──────── Texto extraído
Disse também que é preciso que as instituições se rejam pelos “mais elevados padrões em termos de independência e integridade” e nesse sentido, acrescentou: “propus a criação de um órgão de ética independente que abranja todas as instituições europeias”. Portanto, a actuação de sempre. Cria-se um órgão de ética “independente” e a coisa fica resolvida. Na verdade, quando os próprios políticos dizem que para evitar a corrupção deve-se criar um órgão de ética independente, só estão a assumir, logo à partida, que eles – os políticos – não são gente de confiança. Ah! Segundo a dona Ursula, a confiança é para as pessoas, o povão. A eles, os políticos, cabe apenas parecer e convencer de que são merecedores dela.
Ursula von der Leyen falou ainda na criação de “regras firmes”, “iguais para todos” e que isso “é uma questão de transparência”. Transparência? Realmente, não há ninguém melhor do que a dona Ursula para falar de “transparência”.
────────────────
──────── Dados de entrada
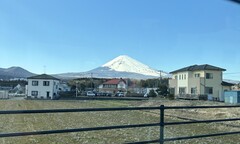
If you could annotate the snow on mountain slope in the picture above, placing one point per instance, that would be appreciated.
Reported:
(125, 63)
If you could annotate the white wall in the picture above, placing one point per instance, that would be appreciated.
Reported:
(42, 90)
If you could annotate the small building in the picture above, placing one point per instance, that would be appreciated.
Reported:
(43, 87)
(4, 94)
(113, 86)
(196, 81)
(232, 97)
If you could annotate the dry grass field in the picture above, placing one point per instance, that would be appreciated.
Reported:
(36, 122)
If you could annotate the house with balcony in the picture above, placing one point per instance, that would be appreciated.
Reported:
(113, 86)
(42, 87)
(198, 80)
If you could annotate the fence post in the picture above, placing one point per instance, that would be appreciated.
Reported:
(161, 124)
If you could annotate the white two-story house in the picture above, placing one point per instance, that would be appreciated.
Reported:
(42, 86)
(197, 80)
(113, 86)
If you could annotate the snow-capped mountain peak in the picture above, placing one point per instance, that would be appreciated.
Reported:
(125, 63)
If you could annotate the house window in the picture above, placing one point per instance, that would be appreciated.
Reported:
(209, 90)
(209, 76)
(34, 83)
(45, 83)
(194, 90)
(182, 90)
(197, 75)
(34, 93)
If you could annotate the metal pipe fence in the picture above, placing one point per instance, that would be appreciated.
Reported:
(161, 124)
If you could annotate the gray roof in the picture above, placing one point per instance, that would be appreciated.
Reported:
(199, 67)
(43, 76)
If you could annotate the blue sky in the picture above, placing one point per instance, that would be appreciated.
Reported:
(79, 35)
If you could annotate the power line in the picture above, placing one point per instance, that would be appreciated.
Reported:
(231, 73)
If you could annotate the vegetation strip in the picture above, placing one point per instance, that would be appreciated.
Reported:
(201, 136)
(77, 130)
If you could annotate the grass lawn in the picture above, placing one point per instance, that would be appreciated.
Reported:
(37, 122)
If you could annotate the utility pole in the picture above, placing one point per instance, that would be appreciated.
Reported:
(91, 81)
(76, 89)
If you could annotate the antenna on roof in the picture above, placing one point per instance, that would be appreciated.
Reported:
(44, 69)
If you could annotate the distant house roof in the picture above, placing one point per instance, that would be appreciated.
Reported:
(43, 76)
(224, 83)
(114, 81)
(199, 67)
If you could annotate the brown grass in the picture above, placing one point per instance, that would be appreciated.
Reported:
(36, 122)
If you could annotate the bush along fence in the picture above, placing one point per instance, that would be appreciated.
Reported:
(161, 124)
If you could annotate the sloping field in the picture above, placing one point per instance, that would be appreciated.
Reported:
(37, 122)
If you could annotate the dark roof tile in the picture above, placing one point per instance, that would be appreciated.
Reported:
(43, 76)
(199, 67)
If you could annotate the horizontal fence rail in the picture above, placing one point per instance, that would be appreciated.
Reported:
(77, 110)
(161, 122)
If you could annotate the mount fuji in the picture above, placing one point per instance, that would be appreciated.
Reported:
(121, 67)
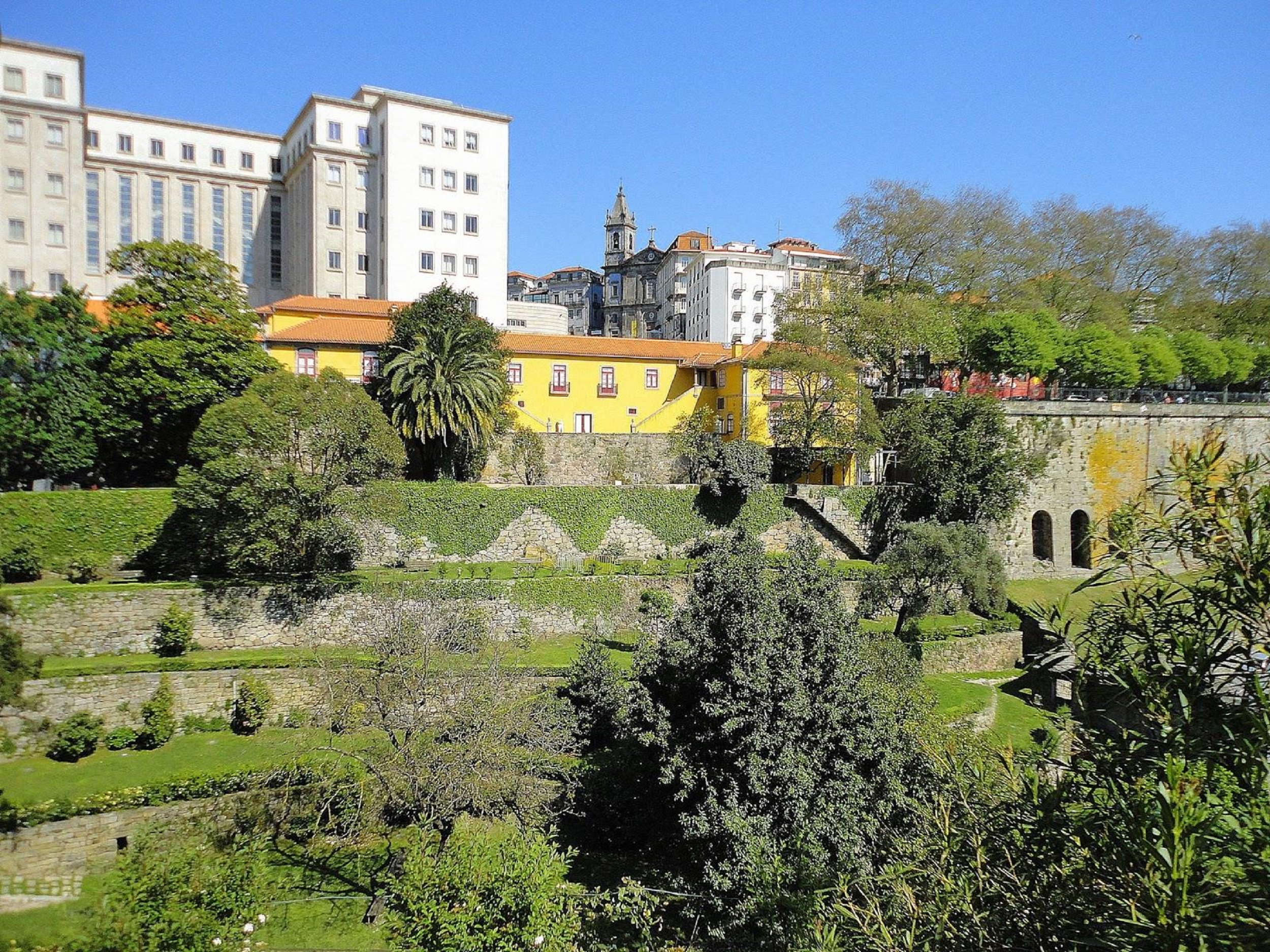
────────────────
■ **Tarefas do exercício**
(A) Repita o trecho do texto sobre Ursula von der Leyen, de “Disse também que” a “são merecedores dela.”.
(B) Dê seguimento ao texto sobre Ursula von der Leyen, começando após a última frase apresentada.

■ **Tarefas resolvidas**
(A)
Disse também que é preciso que as instituições se rejam pelos “mais elevados padrões em termos de independência e integridade” e nesse sentido, acrescentou: “propus a criação de um órgão de ética independente que abranja todas as instituições europeias”. Portanto, a actuação de sempre. Cria-se um órgão de ética “independente” e a coisa fica resolvida. Na verdade, quando os próprios políticos dizem que para evitar a corrupção deve-se criar um órgão de ética independente, só estão a assumir, logo à partida, que eles – os políticos – não são gente de confiança. Ah! Segundo a dona Ursula, a confiança é para as pessoas, o povão. A eles, os políticos, cabe apenas parecer e convencer de que são merecedores dela.

(B)
Como referi, quando vejo políticos a querer criar comissões de ética “independentes” fico logo de pé atrás. Eu compreendo a razão pela qual Ursula von der Leyen adora comissões de ética “independentes”, afinal, ela passou a vida toda a ser investigada por fortes suspeitas – e não raras vezes, por evidências – de corrupção (isto para não falar na tremenda falta de competência) e, no entanto, o elevador social da dona Ursula nunca parou de subir. As comissões de ética sempre funcionaram como esponjas ensaboadas a esfregar o percurso e o currículo de gente como Ursula von der Leyen.
Já quase ninguém se lembra – talvez alguns “amigos” seus, em Berlim – que Ursula foi ministra da Defesa na Alemanha, onde exerceu uma péssima gestão das Forças Armadas alemãs (Bundeswehr), deixando-as completamente de rastos. A mesma Ursula que agora aparece todos os dias a dizer que é preciso dar mais meios e enviar mais armas para a Ucrânia.
Ursula foi alvo de uma investigação por suspeita de irregularidades relacionadas com empresas externas de consultadoria (Accenture e McKinsey). Mais um procedimento que está no manual de “boas” práticas de todos os “bons” políticos. Ursula fintou as regras da contratação pública, procedendo à realização de contratos no valor de muitos milhões de euros com algumas empresas privadas. Onde? Quando? E quantas vezes já ouvimos falar neste modus operandi?
Convém também recordar que Ursula von der Leyen plagiou a sua tese de doutoramento. Mas uma “isenta” e “independente” comissão de avaliação da ética entendeu que, por ter sido “apenas 20%” da tese, a dona Ursula, perdão, a Doutora Ursula pode continuar a ostentar o título académico.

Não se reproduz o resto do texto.